■ **Directive**: Count the lines in the items below that contain the word "empty". Give only the number.

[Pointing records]
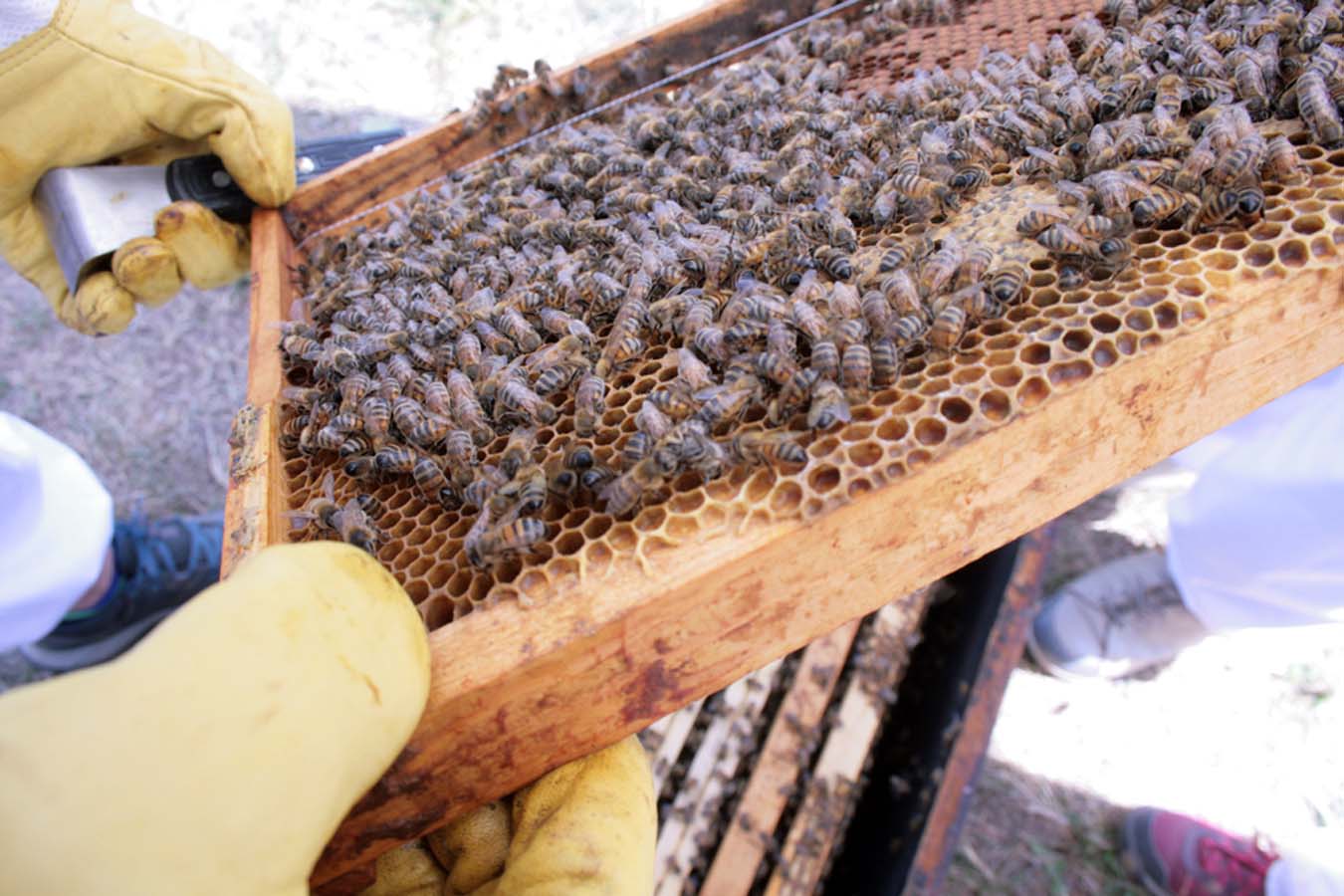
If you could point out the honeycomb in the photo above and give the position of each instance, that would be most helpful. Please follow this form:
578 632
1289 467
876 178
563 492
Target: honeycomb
1050 341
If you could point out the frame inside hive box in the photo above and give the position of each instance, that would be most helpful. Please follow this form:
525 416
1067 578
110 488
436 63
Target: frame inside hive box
1067 395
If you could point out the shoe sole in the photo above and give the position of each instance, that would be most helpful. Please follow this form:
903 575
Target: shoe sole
93 653
1131 835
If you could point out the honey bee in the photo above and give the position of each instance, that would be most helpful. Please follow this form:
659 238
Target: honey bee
856 371
875 311
624 493
757 446
828 406
496 543
886 361
467 407
901 292
1282 161
1240 162
460 456
1007 284
376 416
518 450
806 319
322 508
518 399
1162 204
468 353
353 527
588 403
948 326
1319 109
938 270
430 480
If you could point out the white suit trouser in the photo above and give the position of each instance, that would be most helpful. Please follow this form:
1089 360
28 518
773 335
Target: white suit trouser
56 527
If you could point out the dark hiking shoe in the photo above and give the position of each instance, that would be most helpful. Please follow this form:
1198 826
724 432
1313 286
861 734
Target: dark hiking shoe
158 567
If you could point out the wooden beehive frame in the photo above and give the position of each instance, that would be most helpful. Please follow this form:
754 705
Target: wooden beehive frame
517 691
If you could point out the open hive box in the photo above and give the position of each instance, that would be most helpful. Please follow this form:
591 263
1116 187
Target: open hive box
614 619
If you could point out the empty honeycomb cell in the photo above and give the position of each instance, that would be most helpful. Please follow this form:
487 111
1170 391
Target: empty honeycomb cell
968 375
1032 391
1044 297
1308 225
436 612
568 542
597 527
1167 315
824 479
687 501
955 410
1193 314
909 404
1006 376
855 433
786 497
930 431
893 430
1140 319
1259 254
680 527
918 458
1292 253
1005 341
1077 340
651 519
886 398
936 385
857 488
995 404
760 484
1033 353
821 448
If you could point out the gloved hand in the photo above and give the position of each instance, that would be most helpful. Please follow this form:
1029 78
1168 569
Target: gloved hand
584 827
221 753
104 82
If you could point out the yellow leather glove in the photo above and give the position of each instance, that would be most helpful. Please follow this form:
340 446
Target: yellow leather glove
103 82
586 827
221 753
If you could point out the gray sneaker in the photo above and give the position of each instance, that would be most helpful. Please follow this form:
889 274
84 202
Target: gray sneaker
160 565
1118 619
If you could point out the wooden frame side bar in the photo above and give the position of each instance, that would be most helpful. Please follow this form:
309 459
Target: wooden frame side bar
411 161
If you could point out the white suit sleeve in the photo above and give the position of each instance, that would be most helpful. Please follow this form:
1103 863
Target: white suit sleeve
20 18
1259 539
56 527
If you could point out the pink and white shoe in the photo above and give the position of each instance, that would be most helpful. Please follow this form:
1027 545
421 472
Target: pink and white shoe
1180 856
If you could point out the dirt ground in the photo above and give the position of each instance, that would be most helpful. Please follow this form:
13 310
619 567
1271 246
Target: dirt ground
1242 730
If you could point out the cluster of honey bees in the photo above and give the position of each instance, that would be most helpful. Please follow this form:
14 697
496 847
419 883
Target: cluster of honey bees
721 222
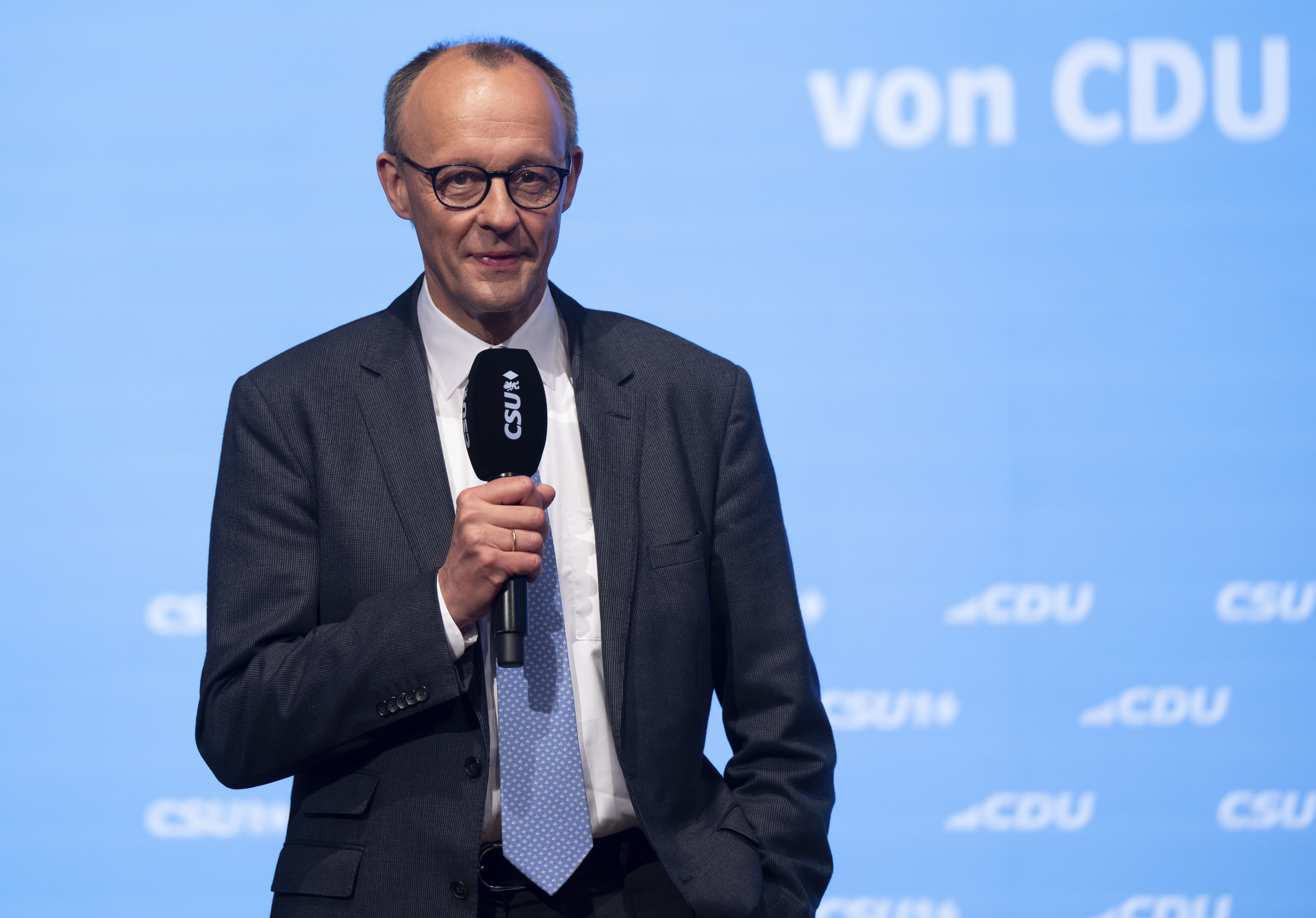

■ **Answer to this task**: 2